# Suggestions for what to check out down east?



## exhaust_49 (Jan 4, 2007)

I live in Ontario. This summer I plan to take a trip down east (New Brunswick, P.E.I. ect.). Is there anything I should check out/pick-up music wise that they have down there that we do not have in Ontario?

Thanks alot,
Sean


----------



## washburned (Oct 13, 2006)

How are you travelling and how long are you staying?


----------



## exhaust_49 (Jan 4, 2007)

I traveling by car and staying about 2-3 weeks.


----------



## Sneaky (Feb 14, 2006)




----------



## washburned (Oct 13, 2006)

Tony's Music Box in Fredericton; Halifax Folklore Center for sure. Several L&Ms, but these are pretty much the same everywhere. Still some smaller stores around where you might find a deal or two, but most have a hard time competing with L&M.


----------



## Guest (Jun 25, 2011)

Minor point: most of the East coast is *above* Ontario. My relatives in Cape Breton always ask me, in Ottawa, how I'm doing "up there" -- I live south of them by 1º actually.

_Phew. Felt good to finally get that off my chest. Been carrying that one for some 25 years now..._


----------



## NB_Terry (Feb 2, 2006)

The Dutch Mason blues fest in Truro has a pretty cool lineup.

It's Aug 12

http://www.dutchmason.com/festival/documents/2011DMBF%20-%20Program%20Info.pdf


----------



## washburned (Oct 13, 2006)

NB_Terry said:


> The Dutch Mason blues fest in Truro has a pretty cool lineup.
> 
> It's Aug 12
> 
> http://www.dutchmason.com/festival/documents/2011DMBF - Program Info.pdf


Funny how they just casually slip Robben Ford's name in there. If you are here for the U2 concert you might get a ticket.


----------



## taylor96 (Feb 17, 2008)

iaresee said:


> Minor point: most of the East coast is *above* Ontario. My relatives in Cape Breton always ask me, in Ottawa, how I'm doing "up there" -- I live south of them by 1º actually.
────
→ **WHAT YOU WILL DO**:
**A)** List every distinct username that heads a post in the forum thread about music spots down east.
**B)** According to the forum thread about music spots down east, on what date is the Dutch Mason blues fest in Truro held?
**C)** Write a continuation of the forum thread about music spots down east, starting from the end of the last post shown.

(Location labeling records)
────
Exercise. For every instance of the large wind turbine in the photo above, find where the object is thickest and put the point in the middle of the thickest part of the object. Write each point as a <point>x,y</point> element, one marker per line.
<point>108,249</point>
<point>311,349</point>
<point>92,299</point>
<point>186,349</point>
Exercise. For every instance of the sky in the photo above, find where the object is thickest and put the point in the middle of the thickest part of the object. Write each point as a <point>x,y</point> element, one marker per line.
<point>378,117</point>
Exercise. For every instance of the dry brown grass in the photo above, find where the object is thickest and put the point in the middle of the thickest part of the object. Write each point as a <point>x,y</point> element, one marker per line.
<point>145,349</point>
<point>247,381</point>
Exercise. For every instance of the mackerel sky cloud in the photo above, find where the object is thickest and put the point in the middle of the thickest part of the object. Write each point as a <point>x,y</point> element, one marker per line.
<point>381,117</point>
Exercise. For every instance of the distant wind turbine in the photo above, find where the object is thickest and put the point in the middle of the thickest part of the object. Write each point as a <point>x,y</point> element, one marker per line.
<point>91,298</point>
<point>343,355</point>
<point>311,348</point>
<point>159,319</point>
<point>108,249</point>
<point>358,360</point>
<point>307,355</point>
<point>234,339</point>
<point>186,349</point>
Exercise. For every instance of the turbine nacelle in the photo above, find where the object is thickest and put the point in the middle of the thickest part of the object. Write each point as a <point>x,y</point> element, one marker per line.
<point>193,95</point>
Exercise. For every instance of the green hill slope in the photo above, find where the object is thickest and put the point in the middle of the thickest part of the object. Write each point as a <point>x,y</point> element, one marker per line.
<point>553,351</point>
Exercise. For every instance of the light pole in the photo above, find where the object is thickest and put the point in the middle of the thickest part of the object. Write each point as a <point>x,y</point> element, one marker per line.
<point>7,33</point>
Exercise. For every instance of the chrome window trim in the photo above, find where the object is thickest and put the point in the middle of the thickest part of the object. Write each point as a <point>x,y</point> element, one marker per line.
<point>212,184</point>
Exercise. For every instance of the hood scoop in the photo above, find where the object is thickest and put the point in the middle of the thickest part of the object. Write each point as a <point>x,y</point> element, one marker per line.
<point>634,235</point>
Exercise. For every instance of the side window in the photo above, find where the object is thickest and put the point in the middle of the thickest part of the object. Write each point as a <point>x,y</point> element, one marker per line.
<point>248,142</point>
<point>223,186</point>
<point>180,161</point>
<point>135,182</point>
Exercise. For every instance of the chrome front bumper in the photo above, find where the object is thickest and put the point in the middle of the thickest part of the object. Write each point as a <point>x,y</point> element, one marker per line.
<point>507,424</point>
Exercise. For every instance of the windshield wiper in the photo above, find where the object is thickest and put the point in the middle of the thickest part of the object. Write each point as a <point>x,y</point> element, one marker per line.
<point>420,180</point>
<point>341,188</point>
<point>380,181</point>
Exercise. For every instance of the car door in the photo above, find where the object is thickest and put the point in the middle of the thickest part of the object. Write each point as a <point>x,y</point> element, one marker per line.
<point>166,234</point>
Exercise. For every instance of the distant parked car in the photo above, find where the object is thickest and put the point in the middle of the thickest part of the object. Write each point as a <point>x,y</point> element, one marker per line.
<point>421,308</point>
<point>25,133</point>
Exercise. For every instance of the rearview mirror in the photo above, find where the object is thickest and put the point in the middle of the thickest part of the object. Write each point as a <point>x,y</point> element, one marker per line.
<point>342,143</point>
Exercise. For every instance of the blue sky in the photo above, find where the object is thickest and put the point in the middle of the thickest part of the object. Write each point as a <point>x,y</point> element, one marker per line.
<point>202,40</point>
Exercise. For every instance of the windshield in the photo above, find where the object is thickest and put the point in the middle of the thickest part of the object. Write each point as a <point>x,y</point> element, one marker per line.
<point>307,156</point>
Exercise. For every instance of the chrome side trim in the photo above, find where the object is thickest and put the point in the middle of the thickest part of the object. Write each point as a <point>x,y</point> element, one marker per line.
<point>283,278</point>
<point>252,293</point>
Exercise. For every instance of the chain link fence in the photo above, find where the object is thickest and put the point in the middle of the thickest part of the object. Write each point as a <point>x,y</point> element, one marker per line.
────
→ **OUTPUTS FOR THE TASKS**:
**A)** exhaust_49, washburned, Sneaky, Guest, NB_Terry, taylor96

**B)** Aug 12

**C)**
> 
> _Phew. Felt good to finally get that off my chest. Been carrying that one for some 25 years now..._


So what he should have said he is going " UP East"' sure dont sound right to me.. so what do you call going to BC.. up, down or
as I do OUT.. dont really matter does it....


----------



## Furtz (Nov 27, 2010)

Maybe it's "down east" because it's at a lower elevation. The St. Lawrence flows down to the ocean.


----------



## taylor96 (Feb 17, 2008)

washburned said:


> Tony's Music Box in Fredericton; Halifax Folklore Center for sure. Several L&Ms, but these are pretty much the same everywhere. Still some smaller stores around where you might find a deal or two, but most have a hard time competing with L&M.


I'm sure you have made your trip by now.. just a comment on L&M. I dont think too many stores would have a hard time competing with them.. Their prices are out to lunch and you can't dicker with them.. I have never been able to do much business with them.. I find that I can buy cheaper from O/L or ebay or most anywhere else than L&M.. accessories are way overpriced and often more at the local store than they quote on their own website...
Guess by now you see they are NOT my favorite store even tho they have bought out many of the locals in the Maritimes..


----------



## taylor96 (Feb 17, 2008)

A guy down the street from me told me if I go out to the end of our street and turn left I can go to Calgary...might work ah.....I live in NB..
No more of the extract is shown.